**GIVEN INSTRUCTION**
Reproduce the data below unchanged, from the line containing "I need help finding the vanity" through the line containing "86 90 216 349", with both of those lines included.

**RECORDS FOR THE TASK**
========================================================================

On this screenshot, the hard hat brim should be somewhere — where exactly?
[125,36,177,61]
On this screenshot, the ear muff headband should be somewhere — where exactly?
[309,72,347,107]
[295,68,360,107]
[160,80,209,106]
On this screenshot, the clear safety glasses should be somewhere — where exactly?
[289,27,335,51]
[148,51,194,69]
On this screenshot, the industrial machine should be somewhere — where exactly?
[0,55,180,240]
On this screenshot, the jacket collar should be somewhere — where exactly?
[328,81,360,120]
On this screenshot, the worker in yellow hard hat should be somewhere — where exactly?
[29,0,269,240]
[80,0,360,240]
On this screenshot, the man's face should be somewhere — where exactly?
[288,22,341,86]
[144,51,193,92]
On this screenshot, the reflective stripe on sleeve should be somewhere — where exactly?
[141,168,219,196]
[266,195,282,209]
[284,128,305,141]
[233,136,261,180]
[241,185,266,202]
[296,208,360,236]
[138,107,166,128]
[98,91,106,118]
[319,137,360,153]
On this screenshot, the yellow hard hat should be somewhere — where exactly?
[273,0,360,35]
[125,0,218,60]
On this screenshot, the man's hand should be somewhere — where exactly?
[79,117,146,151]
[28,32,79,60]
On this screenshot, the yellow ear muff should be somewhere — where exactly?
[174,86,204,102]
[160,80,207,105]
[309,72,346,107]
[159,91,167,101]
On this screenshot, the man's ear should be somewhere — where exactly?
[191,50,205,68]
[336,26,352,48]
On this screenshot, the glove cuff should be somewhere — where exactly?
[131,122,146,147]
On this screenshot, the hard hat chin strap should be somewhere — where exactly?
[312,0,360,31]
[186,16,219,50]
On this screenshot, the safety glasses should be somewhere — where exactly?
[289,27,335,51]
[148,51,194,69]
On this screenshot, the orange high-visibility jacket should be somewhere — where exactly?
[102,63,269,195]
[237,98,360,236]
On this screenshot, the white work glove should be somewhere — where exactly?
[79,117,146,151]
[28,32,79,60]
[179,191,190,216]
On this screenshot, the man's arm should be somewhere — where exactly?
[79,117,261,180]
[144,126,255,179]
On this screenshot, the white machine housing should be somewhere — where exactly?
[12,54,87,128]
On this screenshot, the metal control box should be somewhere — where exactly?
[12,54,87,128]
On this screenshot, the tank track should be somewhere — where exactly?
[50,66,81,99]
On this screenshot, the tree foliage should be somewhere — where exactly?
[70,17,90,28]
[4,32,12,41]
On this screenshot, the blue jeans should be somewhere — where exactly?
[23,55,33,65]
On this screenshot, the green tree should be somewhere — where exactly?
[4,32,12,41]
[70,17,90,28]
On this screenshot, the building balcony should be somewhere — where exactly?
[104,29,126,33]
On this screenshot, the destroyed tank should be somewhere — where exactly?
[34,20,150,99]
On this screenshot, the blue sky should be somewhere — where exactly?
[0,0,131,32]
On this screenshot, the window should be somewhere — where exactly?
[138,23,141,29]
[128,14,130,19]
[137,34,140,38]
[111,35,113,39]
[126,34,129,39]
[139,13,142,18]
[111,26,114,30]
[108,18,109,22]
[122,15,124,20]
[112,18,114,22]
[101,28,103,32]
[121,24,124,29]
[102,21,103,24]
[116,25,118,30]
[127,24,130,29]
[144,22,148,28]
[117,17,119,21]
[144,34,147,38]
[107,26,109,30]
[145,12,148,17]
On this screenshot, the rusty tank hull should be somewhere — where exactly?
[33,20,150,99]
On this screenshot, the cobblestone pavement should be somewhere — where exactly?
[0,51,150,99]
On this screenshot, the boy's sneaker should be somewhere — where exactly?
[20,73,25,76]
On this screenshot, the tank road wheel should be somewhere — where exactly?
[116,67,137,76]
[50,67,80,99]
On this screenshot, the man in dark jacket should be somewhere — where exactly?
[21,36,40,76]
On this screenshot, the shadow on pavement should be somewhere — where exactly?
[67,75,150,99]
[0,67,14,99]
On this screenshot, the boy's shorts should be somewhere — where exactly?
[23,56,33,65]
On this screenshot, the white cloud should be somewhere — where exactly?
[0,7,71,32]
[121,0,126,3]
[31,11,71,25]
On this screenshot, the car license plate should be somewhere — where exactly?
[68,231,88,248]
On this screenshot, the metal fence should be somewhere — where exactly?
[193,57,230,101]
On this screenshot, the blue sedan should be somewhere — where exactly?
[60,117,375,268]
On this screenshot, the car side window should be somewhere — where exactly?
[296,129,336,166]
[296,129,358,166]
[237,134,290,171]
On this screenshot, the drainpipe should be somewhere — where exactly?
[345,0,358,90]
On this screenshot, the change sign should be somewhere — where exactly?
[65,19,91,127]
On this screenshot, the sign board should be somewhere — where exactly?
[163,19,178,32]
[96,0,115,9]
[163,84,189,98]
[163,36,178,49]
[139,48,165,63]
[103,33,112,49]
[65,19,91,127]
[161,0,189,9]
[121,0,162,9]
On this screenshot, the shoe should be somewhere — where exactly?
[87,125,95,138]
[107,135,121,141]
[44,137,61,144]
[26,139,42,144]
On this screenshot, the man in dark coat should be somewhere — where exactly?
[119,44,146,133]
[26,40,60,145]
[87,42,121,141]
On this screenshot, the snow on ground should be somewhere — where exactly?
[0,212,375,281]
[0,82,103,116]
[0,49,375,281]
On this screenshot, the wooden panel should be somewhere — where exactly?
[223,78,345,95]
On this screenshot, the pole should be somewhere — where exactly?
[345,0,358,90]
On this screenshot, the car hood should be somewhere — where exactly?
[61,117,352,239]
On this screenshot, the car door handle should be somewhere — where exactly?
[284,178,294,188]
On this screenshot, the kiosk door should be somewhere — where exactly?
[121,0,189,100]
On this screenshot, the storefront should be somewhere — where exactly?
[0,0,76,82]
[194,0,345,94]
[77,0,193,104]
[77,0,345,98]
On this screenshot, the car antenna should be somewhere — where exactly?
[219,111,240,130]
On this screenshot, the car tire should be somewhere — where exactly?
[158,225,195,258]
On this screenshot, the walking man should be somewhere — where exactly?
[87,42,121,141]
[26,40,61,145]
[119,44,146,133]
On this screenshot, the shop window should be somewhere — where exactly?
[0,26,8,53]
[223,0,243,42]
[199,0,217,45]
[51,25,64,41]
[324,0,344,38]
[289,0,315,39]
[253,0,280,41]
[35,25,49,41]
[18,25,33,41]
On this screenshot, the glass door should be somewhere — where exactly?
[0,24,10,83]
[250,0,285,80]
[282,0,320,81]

========================================================================

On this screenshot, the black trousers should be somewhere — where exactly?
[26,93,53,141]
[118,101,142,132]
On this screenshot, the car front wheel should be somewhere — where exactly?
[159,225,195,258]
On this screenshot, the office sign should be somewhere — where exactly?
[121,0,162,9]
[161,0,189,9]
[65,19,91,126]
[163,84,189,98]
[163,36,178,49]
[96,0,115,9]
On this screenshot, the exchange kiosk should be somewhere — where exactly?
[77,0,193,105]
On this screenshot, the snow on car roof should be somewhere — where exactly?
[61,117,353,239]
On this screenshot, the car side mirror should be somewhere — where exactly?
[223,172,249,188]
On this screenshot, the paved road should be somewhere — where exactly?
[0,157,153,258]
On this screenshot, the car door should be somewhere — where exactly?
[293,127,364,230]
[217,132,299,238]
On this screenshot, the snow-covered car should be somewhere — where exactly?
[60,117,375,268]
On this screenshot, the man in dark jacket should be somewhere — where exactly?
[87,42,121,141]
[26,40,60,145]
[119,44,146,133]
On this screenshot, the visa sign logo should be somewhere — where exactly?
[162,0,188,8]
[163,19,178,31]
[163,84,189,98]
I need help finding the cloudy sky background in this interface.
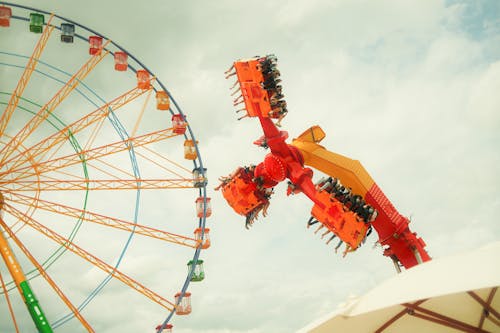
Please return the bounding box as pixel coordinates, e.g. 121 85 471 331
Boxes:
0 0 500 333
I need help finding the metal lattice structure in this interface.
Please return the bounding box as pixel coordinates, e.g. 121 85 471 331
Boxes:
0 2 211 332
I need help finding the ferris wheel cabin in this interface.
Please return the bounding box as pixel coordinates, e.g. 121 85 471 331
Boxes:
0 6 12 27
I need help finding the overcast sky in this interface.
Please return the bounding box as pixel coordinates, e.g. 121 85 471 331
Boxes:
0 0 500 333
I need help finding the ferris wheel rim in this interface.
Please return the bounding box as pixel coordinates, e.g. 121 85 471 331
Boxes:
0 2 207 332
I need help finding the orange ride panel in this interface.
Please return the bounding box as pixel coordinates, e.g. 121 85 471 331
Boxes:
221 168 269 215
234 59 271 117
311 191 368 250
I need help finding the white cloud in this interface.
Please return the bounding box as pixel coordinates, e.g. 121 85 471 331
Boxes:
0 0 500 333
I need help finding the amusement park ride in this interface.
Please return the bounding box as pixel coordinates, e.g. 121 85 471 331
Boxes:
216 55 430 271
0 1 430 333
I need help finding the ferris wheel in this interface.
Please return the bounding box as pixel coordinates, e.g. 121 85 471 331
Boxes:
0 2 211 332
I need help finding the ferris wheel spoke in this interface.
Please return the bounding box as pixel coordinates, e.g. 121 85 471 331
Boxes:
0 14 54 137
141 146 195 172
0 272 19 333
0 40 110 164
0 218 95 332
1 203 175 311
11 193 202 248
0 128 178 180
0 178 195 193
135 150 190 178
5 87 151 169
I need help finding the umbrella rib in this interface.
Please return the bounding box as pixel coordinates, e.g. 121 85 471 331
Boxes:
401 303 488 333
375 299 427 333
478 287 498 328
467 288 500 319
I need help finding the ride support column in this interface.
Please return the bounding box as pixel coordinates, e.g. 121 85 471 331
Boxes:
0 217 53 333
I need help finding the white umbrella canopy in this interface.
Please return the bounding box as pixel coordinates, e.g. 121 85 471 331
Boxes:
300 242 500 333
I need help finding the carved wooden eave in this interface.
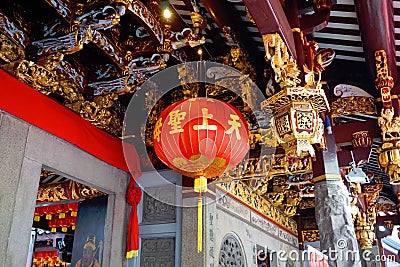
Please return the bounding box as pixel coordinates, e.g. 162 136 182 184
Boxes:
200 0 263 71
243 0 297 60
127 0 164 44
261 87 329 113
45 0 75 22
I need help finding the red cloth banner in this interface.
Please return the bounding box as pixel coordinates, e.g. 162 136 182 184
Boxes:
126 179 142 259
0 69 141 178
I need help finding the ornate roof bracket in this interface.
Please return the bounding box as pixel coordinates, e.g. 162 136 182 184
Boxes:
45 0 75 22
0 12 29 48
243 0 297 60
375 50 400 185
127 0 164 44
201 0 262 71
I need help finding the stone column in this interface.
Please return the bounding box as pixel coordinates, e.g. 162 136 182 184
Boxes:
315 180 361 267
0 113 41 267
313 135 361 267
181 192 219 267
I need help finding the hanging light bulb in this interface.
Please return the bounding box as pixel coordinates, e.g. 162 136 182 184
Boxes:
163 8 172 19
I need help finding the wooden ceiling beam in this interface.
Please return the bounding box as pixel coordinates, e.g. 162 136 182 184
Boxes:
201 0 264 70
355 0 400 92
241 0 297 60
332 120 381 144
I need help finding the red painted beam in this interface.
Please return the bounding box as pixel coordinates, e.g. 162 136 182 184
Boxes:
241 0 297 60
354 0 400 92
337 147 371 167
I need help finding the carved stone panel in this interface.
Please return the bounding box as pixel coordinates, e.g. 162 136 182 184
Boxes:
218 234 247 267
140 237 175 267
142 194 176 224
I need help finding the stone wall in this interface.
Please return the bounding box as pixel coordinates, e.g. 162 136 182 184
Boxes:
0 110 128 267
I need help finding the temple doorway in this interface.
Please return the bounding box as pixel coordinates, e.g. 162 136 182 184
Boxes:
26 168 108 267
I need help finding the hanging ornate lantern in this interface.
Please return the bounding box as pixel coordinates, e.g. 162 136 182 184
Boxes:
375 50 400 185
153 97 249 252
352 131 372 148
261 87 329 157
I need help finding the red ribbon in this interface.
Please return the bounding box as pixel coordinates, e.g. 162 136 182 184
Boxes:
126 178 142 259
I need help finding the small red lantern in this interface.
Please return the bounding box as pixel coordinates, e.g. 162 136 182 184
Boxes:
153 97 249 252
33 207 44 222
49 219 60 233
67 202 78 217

========================================================================

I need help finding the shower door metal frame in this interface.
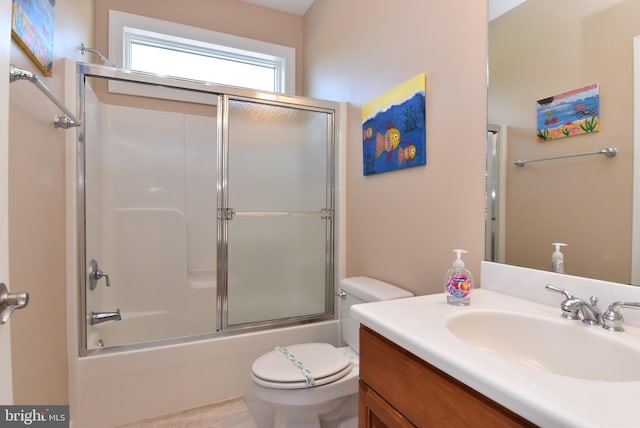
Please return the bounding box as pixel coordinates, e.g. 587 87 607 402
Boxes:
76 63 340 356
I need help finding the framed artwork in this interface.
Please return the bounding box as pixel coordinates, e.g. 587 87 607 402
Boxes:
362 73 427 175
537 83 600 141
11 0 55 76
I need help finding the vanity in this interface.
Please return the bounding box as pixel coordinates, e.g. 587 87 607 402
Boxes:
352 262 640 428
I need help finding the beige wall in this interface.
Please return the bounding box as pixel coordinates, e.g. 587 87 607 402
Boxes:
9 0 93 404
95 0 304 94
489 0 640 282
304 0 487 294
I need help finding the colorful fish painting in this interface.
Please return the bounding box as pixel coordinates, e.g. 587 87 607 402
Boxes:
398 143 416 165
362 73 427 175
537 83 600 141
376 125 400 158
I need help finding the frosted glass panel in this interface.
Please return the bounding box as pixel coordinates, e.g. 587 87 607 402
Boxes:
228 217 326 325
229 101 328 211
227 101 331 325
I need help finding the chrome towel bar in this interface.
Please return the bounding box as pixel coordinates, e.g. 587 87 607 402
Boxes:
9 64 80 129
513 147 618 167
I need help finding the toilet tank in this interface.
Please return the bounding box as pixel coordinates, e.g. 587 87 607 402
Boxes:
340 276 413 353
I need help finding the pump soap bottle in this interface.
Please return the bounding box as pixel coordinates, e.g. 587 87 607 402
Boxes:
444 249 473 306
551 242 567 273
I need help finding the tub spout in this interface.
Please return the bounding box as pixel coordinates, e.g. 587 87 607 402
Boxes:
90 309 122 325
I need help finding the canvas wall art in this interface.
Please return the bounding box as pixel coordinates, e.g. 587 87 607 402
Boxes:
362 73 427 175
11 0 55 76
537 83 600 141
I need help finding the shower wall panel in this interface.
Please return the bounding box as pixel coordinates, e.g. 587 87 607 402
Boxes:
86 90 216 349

========================================================================

**OUTPUT OF THE TASK**
I need help finding the vanity in this interface.
Please return the bounding box as pixel coordinates, e.g. 587 87 607 402
Boxes:
352 262 640 428
I need help finding the beige wall in this interface.
Please return the bounding box as pixel coordinates, e.g. 587 87 607 402
Boxes:
9 0 93 404
95 0 304 94
489 0 640 282
304 0 487 294
I need help finding the colorful fish painting in this interface.
Please return the bounding box as pixel coordinates, e.g. 587 87 607 402
Boxes:
398 143 416 165
362 73 427 175
537 83 600 141
376 125 400 158
I need help finding the frosted glass panel in this interface.
Please return the bounding box as pixel coordinates, e.g. 587 87 607 402
Boxes:
228 217 326 325
229 101 328 211
227 101 331 325
I need help finding the chrome towel bar in this interface.
Please return the bounding box as pixel coordinates, e.g. 587 87 607 402
Boxes:
9 64 80 129
513 147 618 167
I need help finding the toilet tank in this interface.
Please return the bounding box as pixel coordinates, e.g. 587 87 607 402
Boxes:
340 276 413 353
I need help finding the pump soap bottle in this interface.
Please return the bounding box as pixel coordinates, e.g. 587 87 607 402
Boxes:
444 249 473 306
551 242 567 273
I need help finding the tub spout in this interface.
Please return the bounding box as pixel coordinates, e.g. 587 87 607 402
Boxes:
90 309 122 325
I need help finding the canvas wall art in this interface.
Please return the bounding box as pixel coordinates, e.g. 587 87 607 402
Boxes:
362 73 427 175
11 0 55 76
537 83 600 141
I need help finding the shower wall panel in this interface.
Please return the bounding box as pixel coordinates, e.g. 587 87 607 402
Boxes:
86 90 216 349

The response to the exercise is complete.